[Task data]
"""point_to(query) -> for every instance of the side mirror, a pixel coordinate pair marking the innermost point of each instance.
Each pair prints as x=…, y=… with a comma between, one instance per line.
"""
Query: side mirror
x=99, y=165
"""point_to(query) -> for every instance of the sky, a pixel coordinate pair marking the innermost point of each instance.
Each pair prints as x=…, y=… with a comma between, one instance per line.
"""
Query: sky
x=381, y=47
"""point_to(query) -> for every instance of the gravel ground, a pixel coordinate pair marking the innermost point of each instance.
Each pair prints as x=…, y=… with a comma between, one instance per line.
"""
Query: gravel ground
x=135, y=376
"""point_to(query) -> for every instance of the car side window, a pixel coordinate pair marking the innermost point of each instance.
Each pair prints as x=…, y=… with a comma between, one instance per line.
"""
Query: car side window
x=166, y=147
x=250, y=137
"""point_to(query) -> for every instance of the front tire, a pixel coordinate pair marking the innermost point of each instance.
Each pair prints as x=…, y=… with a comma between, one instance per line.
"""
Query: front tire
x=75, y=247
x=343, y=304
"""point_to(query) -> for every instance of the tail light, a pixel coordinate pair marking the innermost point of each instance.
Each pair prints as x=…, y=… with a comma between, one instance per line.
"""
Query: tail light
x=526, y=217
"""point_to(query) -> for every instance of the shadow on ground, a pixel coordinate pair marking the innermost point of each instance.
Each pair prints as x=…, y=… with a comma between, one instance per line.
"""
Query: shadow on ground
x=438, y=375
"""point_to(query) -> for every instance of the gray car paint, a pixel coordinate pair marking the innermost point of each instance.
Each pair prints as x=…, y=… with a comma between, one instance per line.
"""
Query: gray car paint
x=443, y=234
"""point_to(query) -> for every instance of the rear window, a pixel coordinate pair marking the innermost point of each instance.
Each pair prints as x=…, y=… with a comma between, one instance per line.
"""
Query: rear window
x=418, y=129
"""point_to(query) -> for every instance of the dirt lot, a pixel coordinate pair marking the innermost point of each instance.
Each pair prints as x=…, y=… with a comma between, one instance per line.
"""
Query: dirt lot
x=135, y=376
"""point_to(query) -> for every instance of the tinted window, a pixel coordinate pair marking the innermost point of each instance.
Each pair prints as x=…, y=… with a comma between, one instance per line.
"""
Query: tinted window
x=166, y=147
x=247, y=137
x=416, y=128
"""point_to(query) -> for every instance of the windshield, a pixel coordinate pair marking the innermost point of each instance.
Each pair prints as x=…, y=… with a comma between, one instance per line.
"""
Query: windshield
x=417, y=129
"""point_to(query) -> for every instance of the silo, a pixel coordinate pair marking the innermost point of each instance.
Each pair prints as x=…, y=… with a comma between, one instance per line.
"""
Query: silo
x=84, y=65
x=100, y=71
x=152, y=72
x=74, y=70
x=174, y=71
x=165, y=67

[Exercise prompt] An exact, complete copy of the lines above from the one with "of the dirt" through the one with "the windshield, a" is the whole answer.

[Response area]
"""point_to(query) -> for every instance of the dirt lot, a pixel coordinate pair marking the innermost point of each instance.
Each pair prints as x=…, y=… with a comma between, one instance per line.
"""
Query: dirt lot
x=135, y=376
"""point_to(query) -> for every instance of the tinted window, a pixel coordinate pair marking the innermost point of each instance.
Each pair prints as x=…, y=… with a comma between, one instance per line.
"""
Query: tinted window
x=166, y=147
x=247, y=137
x=416, y=128
"""point_to(query) -> for every instance of the windshield, a pixel coordinate pair marking the innermost point of each instance.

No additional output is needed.